§ **Page text**
◇ ◇ ◇ ◇ ◇ ◇ ◇

Molveno is a small ski town at the foot of the Dolomites in Italy. If St Bathans is a cathedral, this is St. Peter’s Basilica. Lake Molveno is often said to be the prettiest lake in Italy, although that’s not where we’d be racing. It’s safe to say Europe has the edge over New Zealand when it comes to sports facilities: despite being about the size of Arrowtown, Molveno has an open-air, Olympic-sized swimming pool.

We arrived exhausted after a long-delayed Ryanair flight. Our swimming costumes had been held up in customs in Italy, and officials demanded more paperwork and more money until they could be sent to us. A mistranslation meant that our apartments weren’t what we’d expected: we’d been told we had 38 beds, but 12 of those turned out to be six double sofa beds. Frozen Ferns team captain Laetitia Bergen (originally from Belgium) and I led negotiations with the apartment manager in a mixture of French, English, Italian and (I can’t remember why) Spanish. In the end, one swimmer’s dad slept in a ski cupboard.

◇ ◇ ◇ ◇ ◇ ◇ ◇

§ **Information**

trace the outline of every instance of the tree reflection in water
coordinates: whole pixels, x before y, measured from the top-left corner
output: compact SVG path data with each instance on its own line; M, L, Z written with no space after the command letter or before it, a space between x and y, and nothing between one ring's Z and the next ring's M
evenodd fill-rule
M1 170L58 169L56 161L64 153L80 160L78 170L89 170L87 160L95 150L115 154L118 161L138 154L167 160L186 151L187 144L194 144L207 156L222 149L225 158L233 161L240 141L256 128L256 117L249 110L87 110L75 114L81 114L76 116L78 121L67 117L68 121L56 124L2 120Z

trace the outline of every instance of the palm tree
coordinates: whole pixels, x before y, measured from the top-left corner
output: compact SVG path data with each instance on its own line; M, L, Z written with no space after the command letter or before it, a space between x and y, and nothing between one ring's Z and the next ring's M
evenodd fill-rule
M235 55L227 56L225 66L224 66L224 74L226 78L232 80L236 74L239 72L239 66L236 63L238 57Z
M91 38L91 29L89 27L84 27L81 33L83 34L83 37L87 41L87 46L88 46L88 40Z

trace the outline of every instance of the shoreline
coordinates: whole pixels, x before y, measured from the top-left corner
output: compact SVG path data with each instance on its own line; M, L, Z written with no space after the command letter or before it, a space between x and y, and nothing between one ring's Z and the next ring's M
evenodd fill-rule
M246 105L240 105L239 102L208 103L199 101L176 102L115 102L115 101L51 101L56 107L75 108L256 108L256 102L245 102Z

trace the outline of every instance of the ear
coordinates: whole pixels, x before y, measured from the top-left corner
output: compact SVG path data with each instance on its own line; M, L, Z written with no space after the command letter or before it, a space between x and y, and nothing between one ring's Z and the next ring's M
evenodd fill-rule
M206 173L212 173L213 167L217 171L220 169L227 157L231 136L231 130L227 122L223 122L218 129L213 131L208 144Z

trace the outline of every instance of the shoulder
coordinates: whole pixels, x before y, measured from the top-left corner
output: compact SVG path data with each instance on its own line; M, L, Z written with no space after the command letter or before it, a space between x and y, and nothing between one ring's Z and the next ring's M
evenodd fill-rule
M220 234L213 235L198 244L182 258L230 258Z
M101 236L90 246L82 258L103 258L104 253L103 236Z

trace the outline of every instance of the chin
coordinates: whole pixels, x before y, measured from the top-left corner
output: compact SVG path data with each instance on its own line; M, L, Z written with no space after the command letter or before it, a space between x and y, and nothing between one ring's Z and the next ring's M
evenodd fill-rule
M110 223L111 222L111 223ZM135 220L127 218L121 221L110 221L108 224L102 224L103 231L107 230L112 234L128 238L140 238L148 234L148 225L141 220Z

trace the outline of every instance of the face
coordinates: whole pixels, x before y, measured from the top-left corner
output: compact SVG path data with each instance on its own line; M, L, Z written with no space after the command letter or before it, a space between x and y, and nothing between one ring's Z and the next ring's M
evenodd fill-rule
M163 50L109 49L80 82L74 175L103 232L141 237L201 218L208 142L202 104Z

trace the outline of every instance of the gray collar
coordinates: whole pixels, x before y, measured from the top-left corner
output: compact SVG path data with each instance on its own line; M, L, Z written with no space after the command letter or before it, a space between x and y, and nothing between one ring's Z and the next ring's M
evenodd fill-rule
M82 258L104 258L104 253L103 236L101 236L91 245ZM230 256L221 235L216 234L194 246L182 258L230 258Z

◇ ◇ ◇ ◇ ◇ ◇ ◇

§ **Using the information**
• a. In the Molveno account, where did one swimmer's dad end up sleeping?
• b. Please resume the Molveno account after its final sentence.

§ **Answers for the exercise**
• a. In a ski cupboard.

• b.
The opening day of the World Championships was a blur. Despite 752 competitors lining up for their medical check, there was only one doctor. Several people fainted in the queue. Some of our medical team, doctor Karen Brisley and nurse Bri Duffield, began assisting with the exams. By the end of the day, teams from around the world were beginning to notice the small team with the funny hats, dressed in all black.

The Frozen Ferns took up a position on the balcony. Behind us was the call room, where we’d wait to be called up, heat by heat, lane by lane, before being sent down to the pool. We hung out our New Zealand flags and banners and cheered loudly. The team from Argentina (two blokes sipping on a cup of hot mate) and a lady from the Chilean team joined in, and we soon created a Southern Hemisphere corner, drowning out all the other nations (with the exception of the Swiss team, who’d come armed with cow bells). The Frozen Ferns quickly established ourselves as one of the most notable teams there – not just because of the racket. We began to win stuff.

Three Frozen Ferns made it to the finals of the women’s 200m individual medley: Emilia Finer of Dunedin broke her own world record, and Heidi Winter nabbed bronze, while her sister Sophie finished fourth. The Winter sisters went on to bring 15 medals between them back to Alexandra. Just 16 years old, Heidi got three world records, while 17-year-old Sophie picked up an open gold win in the 100m breaststroke with a hair-raising finish. She swam freestyle so beautifully that one of the Swiss team started making arrangements to kidnap her. “We’ll have her. It’s all arranged. I have a most excellent coach and some good swimming pools to choose from. Tell me, is Alexandra a large city? Are the facilities good?” she asked me. I told her she’d have to get through Mrs Winter first.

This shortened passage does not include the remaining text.